Copia sin omitir ninguna línea el tramo que abre con la línea que contiene "Which pixel sits on the high-rise" y llega hasta el final de las entradas, ambos extremos incluidos, y solo ese tramo. Desplaza en 73 unidades tanto la x como la y de cada par de coordenadas de las respuestas.

+---+

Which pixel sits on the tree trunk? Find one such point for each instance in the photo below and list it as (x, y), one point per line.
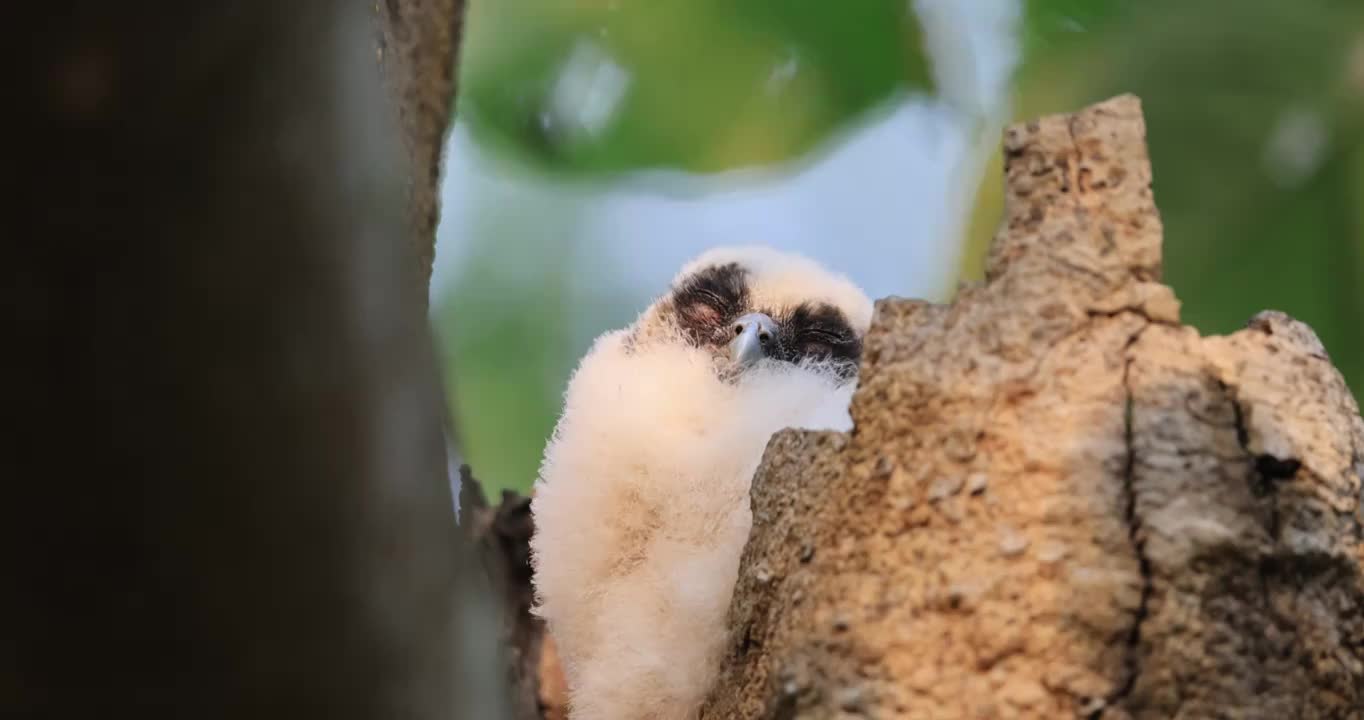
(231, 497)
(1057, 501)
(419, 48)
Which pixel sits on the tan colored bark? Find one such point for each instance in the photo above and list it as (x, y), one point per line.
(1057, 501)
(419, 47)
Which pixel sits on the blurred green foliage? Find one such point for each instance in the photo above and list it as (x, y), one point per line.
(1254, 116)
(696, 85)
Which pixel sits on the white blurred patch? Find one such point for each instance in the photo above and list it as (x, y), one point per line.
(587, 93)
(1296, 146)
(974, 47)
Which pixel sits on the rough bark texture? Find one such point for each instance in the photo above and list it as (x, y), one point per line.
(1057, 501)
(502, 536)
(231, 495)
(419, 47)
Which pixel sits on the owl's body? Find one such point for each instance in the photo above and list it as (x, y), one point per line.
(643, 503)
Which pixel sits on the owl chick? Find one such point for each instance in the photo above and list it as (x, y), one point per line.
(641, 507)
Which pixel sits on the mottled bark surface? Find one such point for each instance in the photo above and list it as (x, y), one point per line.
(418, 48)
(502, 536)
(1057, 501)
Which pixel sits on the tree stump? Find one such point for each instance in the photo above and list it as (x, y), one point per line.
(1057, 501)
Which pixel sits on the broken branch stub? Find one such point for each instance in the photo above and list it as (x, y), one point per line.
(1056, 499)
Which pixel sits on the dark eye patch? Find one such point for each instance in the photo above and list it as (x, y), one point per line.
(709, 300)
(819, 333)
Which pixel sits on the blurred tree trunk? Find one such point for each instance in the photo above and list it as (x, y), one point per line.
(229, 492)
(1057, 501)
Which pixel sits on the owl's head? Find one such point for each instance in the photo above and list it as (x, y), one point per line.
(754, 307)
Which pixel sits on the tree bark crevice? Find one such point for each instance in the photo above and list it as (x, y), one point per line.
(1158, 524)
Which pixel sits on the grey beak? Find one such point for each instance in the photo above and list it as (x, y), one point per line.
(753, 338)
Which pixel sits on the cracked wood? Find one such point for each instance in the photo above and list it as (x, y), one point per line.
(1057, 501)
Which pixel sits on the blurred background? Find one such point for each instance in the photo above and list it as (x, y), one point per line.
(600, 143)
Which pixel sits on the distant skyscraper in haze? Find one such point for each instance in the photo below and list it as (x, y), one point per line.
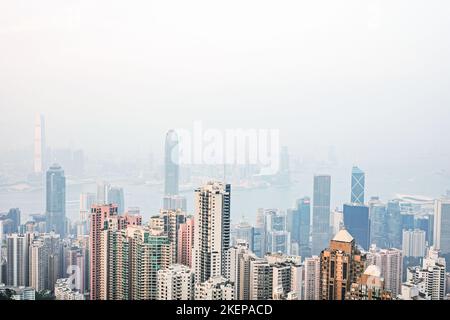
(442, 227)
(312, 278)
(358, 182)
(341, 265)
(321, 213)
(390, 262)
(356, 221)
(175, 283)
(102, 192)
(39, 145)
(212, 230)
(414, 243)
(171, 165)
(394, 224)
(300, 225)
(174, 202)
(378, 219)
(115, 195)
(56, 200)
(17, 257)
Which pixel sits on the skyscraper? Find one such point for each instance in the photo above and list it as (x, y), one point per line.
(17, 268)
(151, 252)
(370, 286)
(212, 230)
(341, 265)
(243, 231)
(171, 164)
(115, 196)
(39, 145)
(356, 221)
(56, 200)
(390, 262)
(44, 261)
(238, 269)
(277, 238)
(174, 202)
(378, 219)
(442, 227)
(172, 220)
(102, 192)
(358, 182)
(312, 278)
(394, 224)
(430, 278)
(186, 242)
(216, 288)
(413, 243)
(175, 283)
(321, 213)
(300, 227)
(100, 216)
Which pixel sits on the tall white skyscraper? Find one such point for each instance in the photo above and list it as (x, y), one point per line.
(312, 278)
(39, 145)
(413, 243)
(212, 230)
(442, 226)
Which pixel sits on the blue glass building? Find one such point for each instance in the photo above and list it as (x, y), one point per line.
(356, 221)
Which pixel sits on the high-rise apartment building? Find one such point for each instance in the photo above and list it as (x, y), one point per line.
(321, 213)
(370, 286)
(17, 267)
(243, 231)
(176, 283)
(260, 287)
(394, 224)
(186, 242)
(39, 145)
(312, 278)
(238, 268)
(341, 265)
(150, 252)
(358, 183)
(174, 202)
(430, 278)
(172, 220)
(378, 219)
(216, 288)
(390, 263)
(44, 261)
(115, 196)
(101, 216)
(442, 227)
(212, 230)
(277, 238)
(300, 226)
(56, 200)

+---+

§ RESPUESTA ESCRITA
Which pixel sits on the high-rise apartment building? Find one such point for each instance in the photo above and list it as (x, y), one point per line.
(394, 286)
(443, 359)
(90, 340)
(316, 304)
(249, 356)
(333, 360)
(467, 297)
(259, 315)
(112, 218)
(385, 351)
(311, 341)
(414, 338)
(223, 325)
(431, 256)
(247, 275)
(503, 351)
(245, 293)
(451, 292)
(289, 361)
(463, 336)
(117, 334)
(188, 269)
(174, 289)
(515, 300)
(285, 303)
(350, 311)
(373, 299)
(129, 273)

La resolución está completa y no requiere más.